[BEGIN]
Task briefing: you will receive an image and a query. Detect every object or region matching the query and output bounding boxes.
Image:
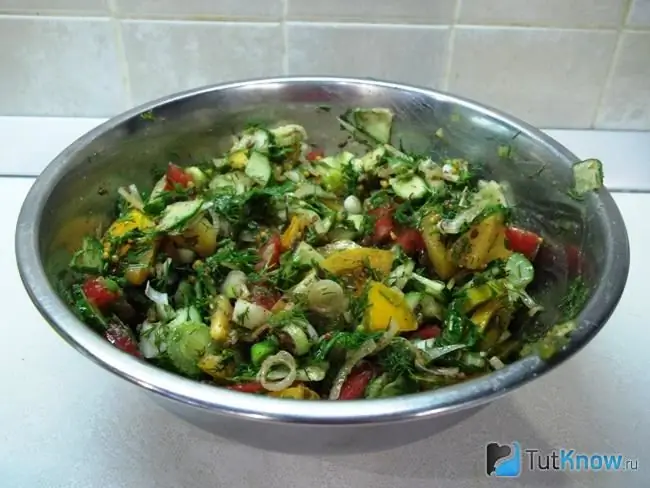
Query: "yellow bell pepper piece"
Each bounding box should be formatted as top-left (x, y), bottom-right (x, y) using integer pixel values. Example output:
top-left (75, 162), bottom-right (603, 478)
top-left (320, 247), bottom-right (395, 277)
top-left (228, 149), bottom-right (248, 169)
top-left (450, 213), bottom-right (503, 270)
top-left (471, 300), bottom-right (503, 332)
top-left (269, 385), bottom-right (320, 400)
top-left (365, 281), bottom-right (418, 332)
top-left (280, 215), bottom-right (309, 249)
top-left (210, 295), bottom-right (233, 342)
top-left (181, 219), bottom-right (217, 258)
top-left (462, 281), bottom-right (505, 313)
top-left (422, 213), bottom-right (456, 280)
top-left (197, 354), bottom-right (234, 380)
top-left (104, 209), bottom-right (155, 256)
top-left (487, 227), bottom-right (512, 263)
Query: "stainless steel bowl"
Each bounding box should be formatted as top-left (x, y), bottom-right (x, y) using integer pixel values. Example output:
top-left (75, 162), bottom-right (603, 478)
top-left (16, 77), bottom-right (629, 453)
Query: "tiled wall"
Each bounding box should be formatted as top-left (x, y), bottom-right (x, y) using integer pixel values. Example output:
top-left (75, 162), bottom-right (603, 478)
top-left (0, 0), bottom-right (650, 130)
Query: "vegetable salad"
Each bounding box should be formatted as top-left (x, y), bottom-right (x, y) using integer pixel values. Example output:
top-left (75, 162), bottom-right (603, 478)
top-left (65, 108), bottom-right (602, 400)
[END]
EXERCISE DETAILS
Express every line of the listing above as a Markdown table with the columns Row and Line, numbering the rows and omitting blank lines. Leave the pictures out.

PROBLEM SOLUTION
| Row | Line |
|---|---|
| 1 | Task briefing: you will receive an image and a query. Detect every object or region matching the query and output bounding boxes. |
| 2 | Image: |
| 3 | Query: "yellow bell pepper piece" |
| 4 | Each bounding box should be formatted as top-left (x, y), bottom-right (x, y) using integer pixel values. Example output: |
| 5 | top-left (75, 162), bottom-right (603, 478) |
| 6 | top-left (320, 247), bottom-right (395, 277) |
| 7 | top-left (228, 149), bottom-right (248, 169) |
| 8 | top-left (450, 213), bottom-right (503, 270) |
| 9 | top-left (471, 300), bottom-right (503, 332) |
| 10 | top-left (269, 385), bottom-right (320, 400) |
| 11 | top-left (365, 281), bottom-right (418, 332) |
| 12 | top-left (280, 215), bottom-right (309, 249) |
| 13 | top-left (210, 295), bottom-right (233, 342) |
| 14 | top-left (181, 219), bottom-right (217, 258) |
| 15 | top-left (462, 281), bottom-right (505, 313) |
| 16 | top-left (422, 213), bottom-right (456, 280) |
| 17 | top-left (197, 354), bottom-right (234, 380) |
| 18 | top-left (104, 209), bottom-right (155, 256) |
| 19 | top-left (487, 227), bottom-right (512, 263) |
| 20 | Query: "stainless steel bowl" |
| 21 | Each bounding box should be formatted as top-left (x, y), bottom-right (x, y) using integer pixel values. Example output: |
| 22 | top-left (75, 162), bottom-right (603, 478) |
| 23 | top-left (16, 77), bottom-right (629, 453) |
| 24 | Query: "tiled wall" |
| 25 | Each bounding box should be formatted as top-left (x, y), bottom-right (x, y) using integer pixel values. Example output: |
| 26 | top-left (75, 162), bottom-right (603, 478) |
| 27 | top-left (0, 0), bottom-right (650, 130) |
| 28 | Query: "vegetable salad" |
| 29 | Each bounding box should be formatted as top-left (x, y), bottom-right (x, y) using integer pixel values. Example output: |
| 30 | top-left (75, 162), bottom-right (603, 478) |
| 31 | top-left (65, 108), bottom-right (602, 400) |